# Expectations of your spouse



## filo123 (Oct 31, 2012)

My wife and I had a good conversation yestday about each others expectations as a lot of ours were not being met and it was becoming stressful for both of us. 

We've been married for 3 years, we are both 26 now. I work a Mon-Fri 8-5 office job. She works 3-4 days / week at a dental office 8-3ish

My expectations of her:

Clean House
Cook Dinner (Most of the time) 
Prepare Lunch for Work, usually leftovers (Most of the time)
Go out with me to activitites I enjoy (as I do with her)
Have alone time without the dogs in the house a couple times a month
Surprise me with something on occasion (i.e. hey honey I brought you your favorite cookies, etc.) She has purchased more things for the dogs than for me.
Stick to our Financial Budget

Her expectations of me:

Take care of our Yard (we live in the country)
take trash out
Help with indoor household chores
cook once in a while
be more detail oriented (flowers, chocolates, little stuff)

What are your expectations of each other?


----------



## Airbus (Feb 8, 2012)

Lots of banging. And what you said above.


----------



## EleGirl (Dec 3, 2011)

There is a very good book that could help the two of you do more of this work. See the link in my signature block below... "His Needs, Her Need". I suggest that the two of you read it and then do the exercises in it. We read iti to each other taking turns reading a chapter at a time and discussing it.

Your list is a good start. Now what you need to do is to find out what each of those means. For example "help with indoor chores" is very unclear.. what chores, when....

How many hours a week does it take to do the yard work? How many hours does it take to do the indoor chores? I just wonder because she expects help with indoor chores.. but does she help with outdoor chores?


----------



## Hope1964 (Sep 26, 2011)

- sex, at least a couple times a week, and fulfilling for both of us
- tell me when things bother him
- listen when things bother me
- work with me to get past any issues/problems
- work together to do the mundane day to day things - we don't 'assign' chores
- not make any life altering decisions without consultation first
- not cheat on me (by our unique definition of cheating)
____________________
CHALLENGE A:
How many lines in the listing below contain the word "weathered", with case counting? Give the number alone.
____________________
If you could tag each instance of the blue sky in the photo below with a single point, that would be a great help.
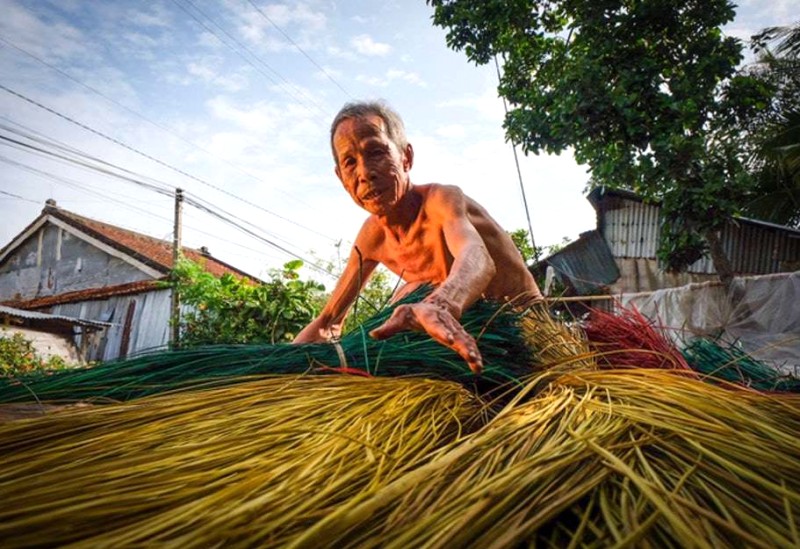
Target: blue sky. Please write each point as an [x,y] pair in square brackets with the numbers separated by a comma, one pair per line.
[231,101]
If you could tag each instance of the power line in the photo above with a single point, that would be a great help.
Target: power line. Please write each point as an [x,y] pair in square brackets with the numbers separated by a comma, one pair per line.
[164,190]
[143,117]
[256,57]
[516,161]
[160,188]
[107,197]
[301,50]
[153,159]
[18,196]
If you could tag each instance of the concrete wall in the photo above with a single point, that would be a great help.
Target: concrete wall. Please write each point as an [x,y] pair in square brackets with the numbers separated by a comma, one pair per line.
[53,261]
[46,344]
[641,274]
[140,322]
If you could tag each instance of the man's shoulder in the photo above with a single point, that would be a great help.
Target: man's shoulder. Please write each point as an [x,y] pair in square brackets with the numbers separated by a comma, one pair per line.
[440,191]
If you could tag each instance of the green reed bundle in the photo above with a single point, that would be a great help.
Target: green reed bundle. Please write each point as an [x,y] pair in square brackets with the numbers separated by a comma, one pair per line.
[718,360]
[506,354]
[251,464]
[607,458]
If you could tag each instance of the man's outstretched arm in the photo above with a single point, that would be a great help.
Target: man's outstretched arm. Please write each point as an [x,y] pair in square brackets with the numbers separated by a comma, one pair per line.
[471,272]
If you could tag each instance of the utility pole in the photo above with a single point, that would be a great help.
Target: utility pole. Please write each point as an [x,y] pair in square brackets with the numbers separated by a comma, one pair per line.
[175,309]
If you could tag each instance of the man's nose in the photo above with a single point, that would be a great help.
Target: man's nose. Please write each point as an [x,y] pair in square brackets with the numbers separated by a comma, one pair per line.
[362,170]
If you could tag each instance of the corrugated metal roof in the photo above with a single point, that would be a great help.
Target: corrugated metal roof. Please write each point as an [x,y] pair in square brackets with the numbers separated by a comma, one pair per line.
[631,228]
[586,263]
[86,295]
[152,250]
[37,316]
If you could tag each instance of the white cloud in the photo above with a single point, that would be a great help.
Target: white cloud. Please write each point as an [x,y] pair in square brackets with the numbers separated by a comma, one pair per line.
[208,73]
[487,104]
[297,20]
[451,131]
[391,76]
[48,41]
[365,45]
[156,17]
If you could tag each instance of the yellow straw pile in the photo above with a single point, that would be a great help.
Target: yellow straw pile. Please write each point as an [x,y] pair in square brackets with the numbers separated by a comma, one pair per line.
[611,458]
[578,457]
[252,464]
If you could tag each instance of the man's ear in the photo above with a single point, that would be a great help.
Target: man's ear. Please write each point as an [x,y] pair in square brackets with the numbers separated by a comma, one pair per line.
[408,157]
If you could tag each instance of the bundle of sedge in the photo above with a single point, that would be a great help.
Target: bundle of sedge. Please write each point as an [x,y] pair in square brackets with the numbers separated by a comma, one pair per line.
[618,458]
[719,360]
[514,344]
[626,338]
[506,354]
[251,464]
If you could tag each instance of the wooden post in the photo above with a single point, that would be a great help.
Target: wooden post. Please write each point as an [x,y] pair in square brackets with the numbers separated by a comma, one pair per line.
[175,309]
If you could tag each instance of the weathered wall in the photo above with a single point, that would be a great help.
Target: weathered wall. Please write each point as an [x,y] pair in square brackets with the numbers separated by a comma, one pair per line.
[139,322]
[763,318]
[53,261]
[46,344]
[643,275]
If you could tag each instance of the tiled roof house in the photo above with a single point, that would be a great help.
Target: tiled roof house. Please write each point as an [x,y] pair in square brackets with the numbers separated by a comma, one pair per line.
[70,265]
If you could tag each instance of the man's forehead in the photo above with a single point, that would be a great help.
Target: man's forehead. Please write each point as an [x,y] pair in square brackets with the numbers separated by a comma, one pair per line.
[361,127]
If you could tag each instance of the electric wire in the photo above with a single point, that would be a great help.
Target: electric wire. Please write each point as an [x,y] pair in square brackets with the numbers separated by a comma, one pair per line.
[307,97]
[18,196]
[146,119]
[107,196]
[150,157]
[301,50]
[516,162]
[198,203]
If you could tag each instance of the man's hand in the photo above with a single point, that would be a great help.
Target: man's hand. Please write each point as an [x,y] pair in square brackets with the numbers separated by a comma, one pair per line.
[439,323]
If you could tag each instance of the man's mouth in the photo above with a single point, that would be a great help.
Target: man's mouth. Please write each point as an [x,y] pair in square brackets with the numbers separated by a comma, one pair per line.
[372,194]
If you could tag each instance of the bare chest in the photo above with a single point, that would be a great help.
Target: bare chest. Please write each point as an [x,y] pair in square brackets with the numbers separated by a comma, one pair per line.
[420,254]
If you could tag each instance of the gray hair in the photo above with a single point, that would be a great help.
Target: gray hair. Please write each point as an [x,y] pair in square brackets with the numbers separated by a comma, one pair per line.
[395,128]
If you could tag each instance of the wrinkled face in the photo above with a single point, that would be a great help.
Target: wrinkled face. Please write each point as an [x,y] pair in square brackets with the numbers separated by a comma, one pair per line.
[370,165]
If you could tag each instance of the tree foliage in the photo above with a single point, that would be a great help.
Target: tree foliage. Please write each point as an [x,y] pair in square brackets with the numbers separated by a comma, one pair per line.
[18,356]
[522,241]
[234,310]
[231,310]
[771,137]
[644,91]
[373,298]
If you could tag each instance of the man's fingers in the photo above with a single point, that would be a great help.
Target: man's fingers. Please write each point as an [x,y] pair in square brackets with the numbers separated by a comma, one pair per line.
[401,319]
[439,324]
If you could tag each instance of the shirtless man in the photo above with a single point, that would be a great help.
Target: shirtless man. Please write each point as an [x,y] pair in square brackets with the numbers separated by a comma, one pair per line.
[423,233]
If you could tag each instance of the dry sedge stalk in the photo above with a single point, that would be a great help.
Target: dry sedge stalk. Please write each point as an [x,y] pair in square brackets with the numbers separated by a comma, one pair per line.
[645,458]
[250,464]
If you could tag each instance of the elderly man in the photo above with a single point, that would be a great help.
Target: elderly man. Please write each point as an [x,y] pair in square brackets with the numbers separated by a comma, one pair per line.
[423,233]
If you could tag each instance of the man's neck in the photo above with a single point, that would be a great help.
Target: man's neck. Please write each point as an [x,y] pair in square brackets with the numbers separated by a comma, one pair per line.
[399,221]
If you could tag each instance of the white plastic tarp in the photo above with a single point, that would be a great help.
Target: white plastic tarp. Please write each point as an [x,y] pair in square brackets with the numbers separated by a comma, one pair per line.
[762,315]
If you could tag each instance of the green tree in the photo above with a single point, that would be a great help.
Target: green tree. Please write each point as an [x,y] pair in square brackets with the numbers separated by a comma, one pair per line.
[522,241]
[375,296]
[644,91]
[235,310]
[772,137]
[18,356]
____________________
CHALLENGE B:
In the spouse-expectations thread, why does EleGirl ask how many hours the yard work and the indoor chores take each week? Answer in one to three sentences.

EXERCISE ANSWER A:
2

EXERCISE ANSWER B:
She asks because the wife expects help with indoor chores. EleGirl wonders whether the wife, in turn, helps with the outdoor chores.